→ Set of tasks
• a. In the passage on optical-software programs, what do most optical-design and analysis programs use for most calculations?
• b. Echo the passage on optical-software programs word for word, from the words "There are three" up to and including the words "Eigenmode expansion programs.".

Start of Source document

There are three general types of optical-software programs that can be applied to a wide range of optical problems. There are also a wide range of programs that have been written to analyze a very limited or specific set of problems. The three types of programs in widespread use include optical-design programs, often referred to as sequential ray-tracing programs; optical-analysis programs, or unconstrained ray-tracing programs; and Maxwell-equation solvers, such as finite-difference time-domain (FDTD) or Eigenmode expansion programs.
Although each of these programs can be applied to a wide range of problems, they generally are not used to evaluate the same problems. For some types of design and analysis, it is possible that the entire range of interest can be fully modeled using one code. For other problems it is necessary to use a combination of two or all three types of tools. In using any of these programs, it is as important to understand its strengths and limitations as it is to understand the fundamental principles of optics. To provide this foundation to engineers and physicists from fields other than optics, there is a need for optical-software training courses designed to provide an understanding of optical engineering with a significant emphasis on how to apply these concepts within any of the optical-simulation tools. The course should include an understanding of the strengths and limitations of any optical code.
At BRO, we are developing such a training regimen. The new training is designed to provide a solid understanding of the nature of light and the interaction between light and matter. Although Maxwell’s theory of electricity and magnetism can be used to completely describe any nonquantum optical phenomena, many problems in optics can be fully investigated using techniques that require less mathematical rigor. An introduction to optical engineering starts from the principles of geometrical optics. Many optical systems can be fully evaluated using only a few basic postulates. Most optical-design and analysis programs use geometric optics for most calculations.
Beyond the limits of geometrical optics is physical optics. By considering the wavelike properties of light propagation, it is possible to analyze other details in the performance of the optical system. This analysis includes information about the phase relationships between superposed wavefronts and the differences in these effects seen in coherent and incoherent light. The training will also consider interference and diffraction effects, why they occur, when they occur and, of significant importance, when is it important or necessary to consider these effects.

End of Source document
Start of Record extracts

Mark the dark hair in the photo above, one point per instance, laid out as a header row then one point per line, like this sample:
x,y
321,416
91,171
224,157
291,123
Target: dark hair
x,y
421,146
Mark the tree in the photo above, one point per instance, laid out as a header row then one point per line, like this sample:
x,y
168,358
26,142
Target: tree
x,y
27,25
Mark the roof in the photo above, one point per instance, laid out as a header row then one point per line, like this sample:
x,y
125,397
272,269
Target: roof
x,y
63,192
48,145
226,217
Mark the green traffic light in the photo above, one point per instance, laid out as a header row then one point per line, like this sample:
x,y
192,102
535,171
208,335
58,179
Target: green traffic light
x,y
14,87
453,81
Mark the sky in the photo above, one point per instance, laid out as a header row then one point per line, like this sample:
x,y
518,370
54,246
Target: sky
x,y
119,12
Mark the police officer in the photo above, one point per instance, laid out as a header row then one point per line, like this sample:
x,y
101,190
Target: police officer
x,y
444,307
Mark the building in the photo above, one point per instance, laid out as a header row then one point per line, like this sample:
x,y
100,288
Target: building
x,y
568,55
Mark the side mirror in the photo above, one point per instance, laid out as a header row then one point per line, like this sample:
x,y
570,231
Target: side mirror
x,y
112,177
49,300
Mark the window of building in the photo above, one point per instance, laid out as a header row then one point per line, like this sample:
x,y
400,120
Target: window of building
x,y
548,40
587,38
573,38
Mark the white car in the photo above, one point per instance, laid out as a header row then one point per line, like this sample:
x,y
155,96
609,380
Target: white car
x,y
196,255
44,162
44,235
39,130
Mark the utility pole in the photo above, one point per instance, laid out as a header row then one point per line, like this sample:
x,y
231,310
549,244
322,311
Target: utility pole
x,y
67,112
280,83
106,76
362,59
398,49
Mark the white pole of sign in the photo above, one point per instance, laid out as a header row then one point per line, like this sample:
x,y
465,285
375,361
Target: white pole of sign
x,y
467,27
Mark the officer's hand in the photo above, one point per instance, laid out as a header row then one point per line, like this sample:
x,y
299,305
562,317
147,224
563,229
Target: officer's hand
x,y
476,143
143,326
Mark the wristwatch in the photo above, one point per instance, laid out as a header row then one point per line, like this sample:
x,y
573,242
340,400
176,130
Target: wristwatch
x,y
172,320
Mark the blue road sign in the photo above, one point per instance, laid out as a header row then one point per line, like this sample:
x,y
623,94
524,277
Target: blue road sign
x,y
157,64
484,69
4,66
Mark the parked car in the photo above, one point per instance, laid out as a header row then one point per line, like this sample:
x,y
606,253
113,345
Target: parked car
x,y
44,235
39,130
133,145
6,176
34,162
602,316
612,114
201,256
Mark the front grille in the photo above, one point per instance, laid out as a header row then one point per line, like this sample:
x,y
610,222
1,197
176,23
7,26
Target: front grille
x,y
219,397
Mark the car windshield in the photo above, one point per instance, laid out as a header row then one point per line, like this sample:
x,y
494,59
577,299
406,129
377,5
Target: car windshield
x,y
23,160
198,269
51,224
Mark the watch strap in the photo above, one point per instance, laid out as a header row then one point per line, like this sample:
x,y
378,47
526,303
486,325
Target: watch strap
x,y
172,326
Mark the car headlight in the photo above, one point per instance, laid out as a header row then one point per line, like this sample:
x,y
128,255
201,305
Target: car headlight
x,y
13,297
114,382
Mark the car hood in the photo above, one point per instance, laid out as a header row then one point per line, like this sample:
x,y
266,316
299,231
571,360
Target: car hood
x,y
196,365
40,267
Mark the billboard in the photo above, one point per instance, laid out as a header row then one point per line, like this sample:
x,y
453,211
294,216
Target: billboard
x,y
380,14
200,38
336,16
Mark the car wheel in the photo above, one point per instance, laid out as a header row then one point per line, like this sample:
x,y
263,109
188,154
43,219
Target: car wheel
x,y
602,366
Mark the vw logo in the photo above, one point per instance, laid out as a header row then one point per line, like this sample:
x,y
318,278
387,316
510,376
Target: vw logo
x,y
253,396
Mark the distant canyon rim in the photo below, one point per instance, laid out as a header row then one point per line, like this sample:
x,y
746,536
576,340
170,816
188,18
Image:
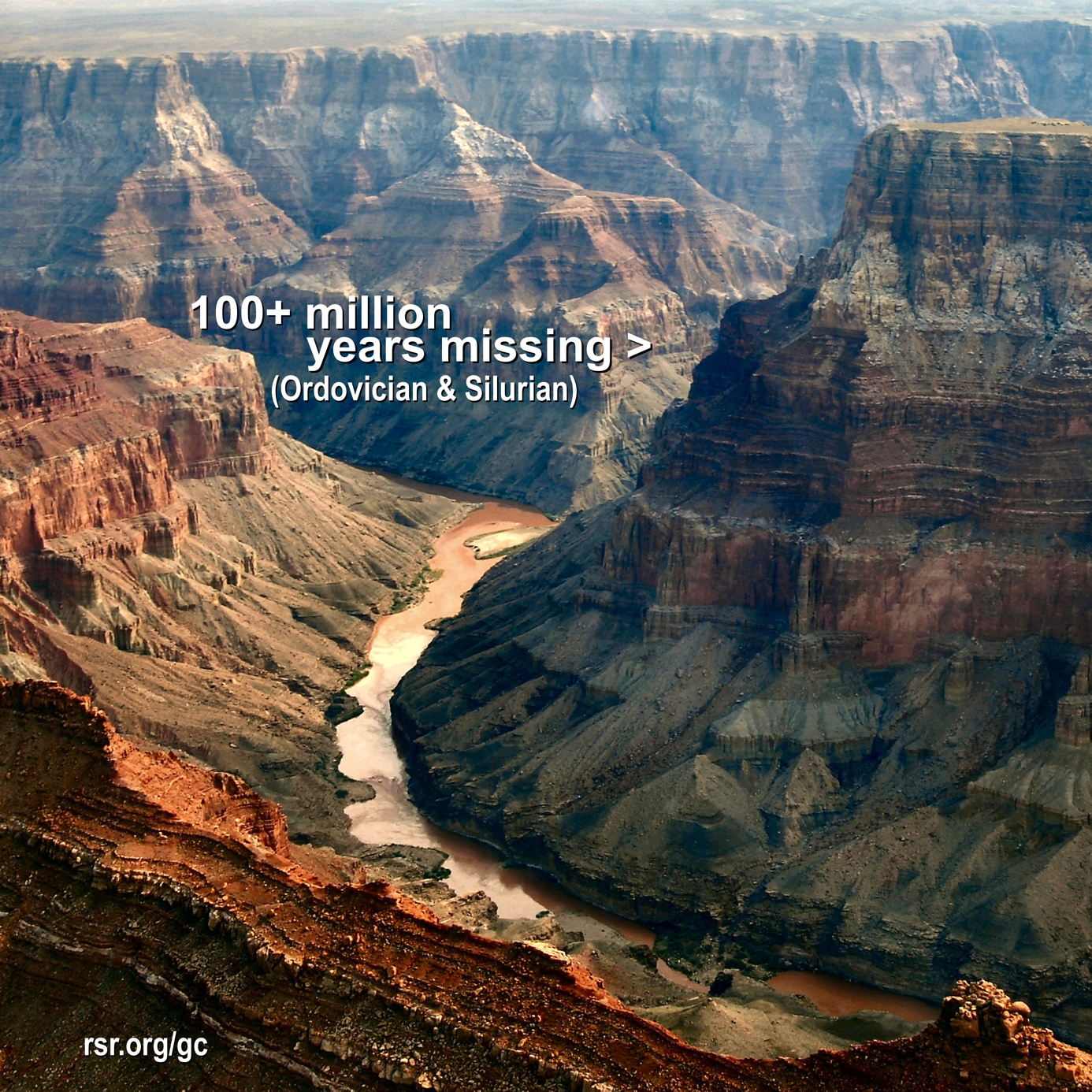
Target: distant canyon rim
x,y
802,679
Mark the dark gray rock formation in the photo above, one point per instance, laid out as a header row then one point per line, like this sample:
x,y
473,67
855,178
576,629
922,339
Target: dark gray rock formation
x,y
817,693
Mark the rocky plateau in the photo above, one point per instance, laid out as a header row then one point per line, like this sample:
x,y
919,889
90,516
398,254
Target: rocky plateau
x,y
209,580
144,896
590,181
817,693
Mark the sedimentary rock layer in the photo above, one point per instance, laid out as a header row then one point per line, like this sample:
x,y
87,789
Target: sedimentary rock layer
x,y
143,897
480,169
835,644
210,579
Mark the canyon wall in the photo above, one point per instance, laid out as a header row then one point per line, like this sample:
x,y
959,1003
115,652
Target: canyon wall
x,y
834,644
594,183
211,580
144,897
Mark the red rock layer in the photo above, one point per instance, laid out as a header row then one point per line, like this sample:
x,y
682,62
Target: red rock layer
x,y
96,423
899,446
141,893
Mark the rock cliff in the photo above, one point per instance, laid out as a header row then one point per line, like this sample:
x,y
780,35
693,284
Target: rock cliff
x,y
835,644
150,902
212,581
480,169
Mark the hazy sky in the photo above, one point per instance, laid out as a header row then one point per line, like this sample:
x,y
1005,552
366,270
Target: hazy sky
x,y
124,28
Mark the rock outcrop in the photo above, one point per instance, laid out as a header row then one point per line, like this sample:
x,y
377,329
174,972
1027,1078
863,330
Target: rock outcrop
x,y
828,644
212,581
147,901
590,181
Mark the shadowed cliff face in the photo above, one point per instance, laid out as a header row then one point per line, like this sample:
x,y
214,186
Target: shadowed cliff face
x,y
592,183
143,897
834,644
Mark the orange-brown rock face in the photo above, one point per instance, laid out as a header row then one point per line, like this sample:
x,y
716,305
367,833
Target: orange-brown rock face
x,y
834,642
924,404
160,545
127,202
96,424
144,897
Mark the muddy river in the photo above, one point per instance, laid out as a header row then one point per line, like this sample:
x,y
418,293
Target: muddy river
x,y
370,754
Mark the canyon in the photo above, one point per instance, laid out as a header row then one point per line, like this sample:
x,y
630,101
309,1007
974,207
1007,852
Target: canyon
x,y
212,582
588,181
143,896
817,693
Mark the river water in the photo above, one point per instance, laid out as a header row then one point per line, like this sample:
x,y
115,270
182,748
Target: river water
x,y
370,754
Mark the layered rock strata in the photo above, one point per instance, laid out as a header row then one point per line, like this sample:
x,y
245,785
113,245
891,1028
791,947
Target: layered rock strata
x,y
462,169
826,644
212,581
143,897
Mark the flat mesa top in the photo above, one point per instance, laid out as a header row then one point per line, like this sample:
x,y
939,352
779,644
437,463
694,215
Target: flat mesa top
x,y
1046,126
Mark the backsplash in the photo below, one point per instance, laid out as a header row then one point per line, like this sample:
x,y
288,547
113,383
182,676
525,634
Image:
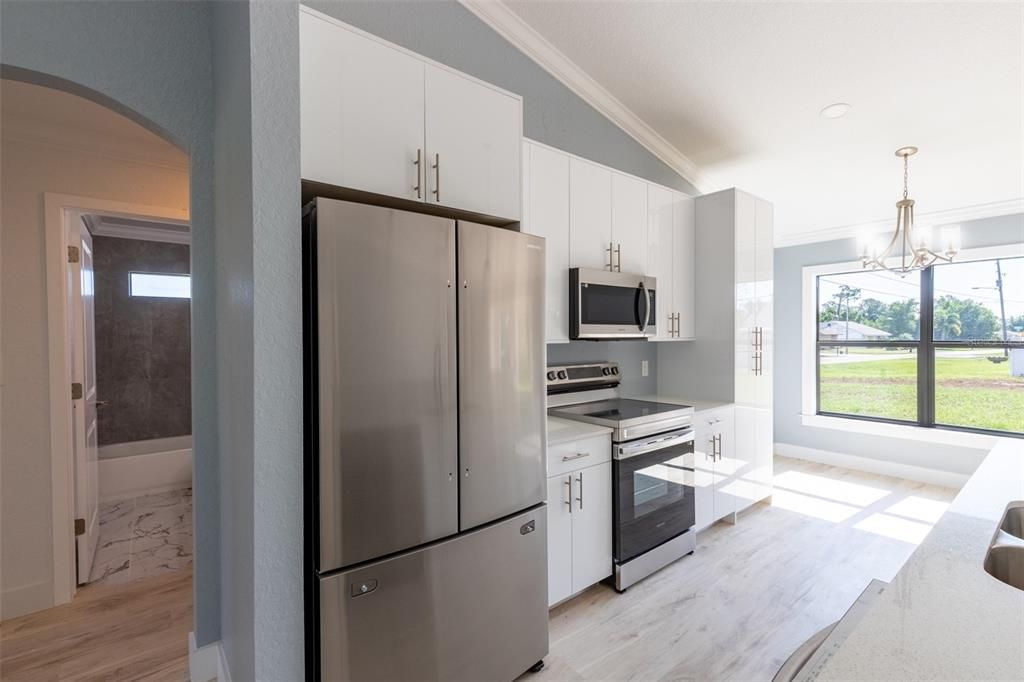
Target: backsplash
x,y
629,354
143,365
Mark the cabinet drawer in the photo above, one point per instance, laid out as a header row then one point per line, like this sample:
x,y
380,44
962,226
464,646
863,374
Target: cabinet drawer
x,y
579,454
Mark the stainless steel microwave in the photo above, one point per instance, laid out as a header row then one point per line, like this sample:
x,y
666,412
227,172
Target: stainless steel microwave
x,y
607,305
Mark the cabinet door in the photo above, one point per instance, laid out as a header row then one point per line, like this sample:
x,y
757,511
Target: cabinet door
x,y
704,466
660,252
629,223
590,215
473,142
591,525
683,265
747,302
559,539
548,216
361,111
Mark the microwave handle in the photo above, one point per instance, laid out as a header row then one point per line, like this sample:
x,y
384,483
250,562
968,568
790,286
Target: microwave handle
x,y
646,307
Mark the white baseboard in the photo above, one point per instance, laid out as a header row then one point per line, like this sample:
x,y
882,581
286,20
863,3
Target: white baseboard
x,y
122,477
895,469
26,599
207,664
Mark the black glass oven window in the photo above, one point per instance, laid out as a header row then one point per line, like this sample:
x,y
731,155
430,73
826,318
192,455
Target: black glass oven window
x,y
653,499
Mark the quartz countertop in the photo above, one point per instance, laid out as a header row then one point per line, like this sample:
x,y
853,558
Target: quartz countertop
x,y
698,406
565,430
943,617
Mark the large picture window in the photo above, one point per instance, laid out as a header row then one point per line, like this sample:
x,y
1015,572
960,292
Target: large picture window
x,y
940,347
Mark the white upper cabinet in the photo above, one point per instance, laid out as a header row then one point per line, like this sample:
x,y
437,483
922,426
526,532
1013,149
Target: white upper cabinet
x,y
473,142
380,119
361,111
546,209
629,223
590,215
660,259
683,266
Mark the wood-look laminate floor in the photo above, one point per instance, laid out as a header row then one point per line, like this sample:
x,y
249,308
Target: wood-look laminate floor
x,y
753,592
132,631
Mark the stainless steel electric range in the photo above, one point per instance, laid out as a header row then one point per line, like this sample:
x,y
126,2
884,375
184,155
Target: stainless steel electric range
x,y
652,466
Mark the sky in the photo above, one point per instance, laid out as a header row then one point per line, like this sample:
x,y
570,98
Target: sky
x,y
955,279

End of Record extracts

→ Numbered responses
• a. Geometric optics.

• b.
There are three general types of optical-software programs that can be applied to a wide range of optical problems. There are also a wide range of programs that have been written to analyze a very limited or specific set of problems. The three types of programs in widespread use include optical-design programs, often referred to as sequential ray-tracing programs; optical-analysis programs, or unconstrained ray-tracing programs; and Maxwell-equation solvers, such as finite-difference time-domain (FDTD) or Eigenmode expansion programs.